Records for locating named things
● ● ●
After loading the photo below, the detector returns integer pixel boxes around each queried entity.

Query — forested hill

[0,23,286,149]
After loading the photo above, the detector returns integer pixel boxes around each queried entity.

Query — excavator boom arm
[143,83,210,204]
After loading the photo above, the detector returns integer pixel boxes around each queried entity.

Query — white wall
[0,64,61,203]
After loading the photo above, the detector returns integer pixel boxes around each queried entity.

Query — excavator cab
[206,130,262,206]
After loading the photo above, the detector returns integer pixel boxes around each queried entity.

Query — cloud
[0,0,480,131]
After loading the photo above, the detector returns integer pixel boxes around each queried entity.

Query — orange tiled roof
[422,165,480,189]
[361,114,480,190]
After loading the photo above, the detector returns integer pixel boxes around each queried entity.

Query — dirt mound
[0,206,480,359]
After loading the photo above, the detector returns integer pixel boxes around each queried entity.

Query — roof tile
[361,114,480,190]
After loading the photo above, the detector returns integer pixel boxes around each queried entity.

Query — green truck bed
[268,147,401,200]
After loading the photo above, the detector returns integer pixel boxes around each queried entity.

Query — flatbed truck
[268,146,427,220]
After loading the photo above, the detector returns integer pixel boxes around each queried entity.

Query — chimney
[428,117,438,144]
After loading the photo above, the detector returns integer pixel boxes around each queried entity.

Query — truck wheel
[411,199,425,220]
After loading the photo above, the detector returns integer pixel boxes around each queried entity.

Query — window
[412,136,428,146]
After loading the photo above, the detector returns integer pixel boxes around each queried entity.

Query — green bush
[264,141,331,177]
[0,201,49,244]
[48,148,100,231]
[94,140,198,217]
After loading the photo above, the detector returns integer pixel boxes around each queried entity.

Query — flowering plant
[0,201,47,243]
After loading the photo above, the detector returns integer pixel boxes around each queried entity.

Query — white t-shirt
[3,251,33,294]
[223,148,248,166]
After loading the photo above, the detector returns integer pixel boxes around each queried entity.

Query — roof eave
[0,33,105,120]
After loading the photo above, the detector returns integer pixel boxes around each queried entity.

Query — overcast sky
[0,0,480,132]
● ● ●
- Goal of the exercise -
Identify each line in the records above that contains the string "truck", and copy those lines out. A match must agree in case.

- Correct result -
Query — green truck bed
Query — flatbed truck
Query — truck wheel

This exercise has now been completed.